A faithful, complete transcript of the entries below, without pictures, should be returned.
▼
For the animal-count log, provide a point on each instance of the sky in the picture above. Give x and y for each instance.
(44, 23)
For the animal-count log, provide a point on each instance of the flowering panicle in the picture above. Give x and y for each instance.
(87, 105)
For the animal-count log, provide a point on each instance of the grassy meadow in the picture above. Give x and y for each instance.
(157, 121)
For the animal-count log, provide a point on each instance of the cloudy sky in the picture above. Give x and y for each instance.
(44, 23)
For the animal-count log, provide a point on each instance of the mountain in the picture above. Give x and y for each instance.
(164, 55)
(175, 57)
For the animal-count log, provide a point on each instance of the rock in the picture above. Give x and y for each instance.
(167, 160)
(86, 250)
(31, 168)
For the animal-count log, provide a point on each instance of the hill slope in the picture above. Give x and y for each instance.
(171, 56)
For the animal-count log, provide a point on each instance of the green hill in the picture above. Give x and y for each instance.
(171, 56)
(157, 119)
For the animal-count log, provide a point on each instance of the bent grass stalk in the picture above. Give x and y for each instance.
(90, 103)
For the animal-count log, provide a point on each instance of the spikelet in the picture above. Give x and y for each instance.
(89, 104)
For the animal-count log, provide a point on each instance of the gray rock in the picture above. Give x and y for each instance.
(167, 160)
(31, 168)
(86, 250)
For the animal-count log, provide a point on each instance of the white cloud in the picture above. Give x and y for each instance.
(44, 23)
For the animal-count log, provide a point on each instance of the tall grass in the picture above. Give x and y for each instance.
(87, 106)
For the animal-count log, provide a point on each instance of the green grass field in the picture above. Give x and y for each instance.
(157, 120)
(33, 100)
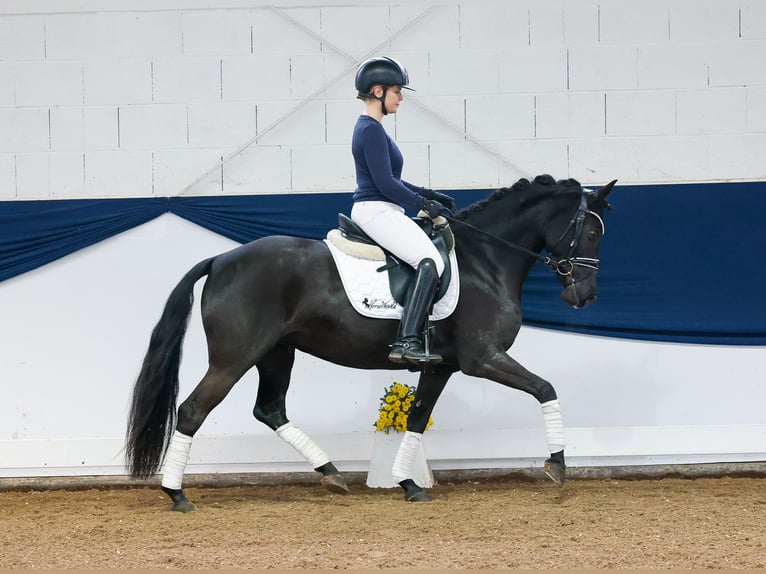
▲
• [EXERCISE ANSWER]
For the animal-count log, provide a point on each instance of the sky in the picture above. Give x and y for each instance.
(44, 23)
For the animal-count log, provide a point on each instance of the flowering panicle in the picture above. Give x and y for each instance.
(87, 105)
For the animal-count log, provide a point on each instance of the grassy meadow in the picture above. Give x and y for each instance.
(157, 121)
For the animal-count log, provide a point on each instance of the cloudy sky in the picture above. Give x and y for each instance.
(44, 23)
For the animal-count log, provide a point on each instance of the mountain in the picture above. Give x and y for each instance.
(164, 55)
(175, 57)
For the animal-count log, provide a point on each instance of the rock in the picture above. Give x and y for each instance.
(167, 160)
(86, 250)
(31, 168)
For the animal-count log, provide a point on each instance of the hill slope in the picture above. Give x and y for each instance.
(171, 56)
For the animal-count log, provide a point on each instance of the green hill in the picture above. Give x and y for each instance.
(171, 56)
(157, 119)
For the animal-count log, provide a point on each instance of the bent grass stalk in the picture above. Give x and y for each instance.
(90, 103)
For the animal-count log, provide a point on each instance of the spikelet in the picture above. Give x and y for each instance.
(89, 104)
For the animal-count log, provide a point on each instance of the gray rock in the picture above. Give x and y for each instance.
(167, 160)
(31, 168)
(86, 250)
For the animal-count log, provide a point on each instance of the white cloud in the picture above. Give x and y for each instance.
(44, 23)
For the animal-count log, provide a point on each instance of the tall grass in the picture above. Give x and y for each instance.
(87, 106)
For the animal-count log, provide a point on each instance of the green grass field in the picture above. Give x and y for each instance.
(157, 120)
(33, 100)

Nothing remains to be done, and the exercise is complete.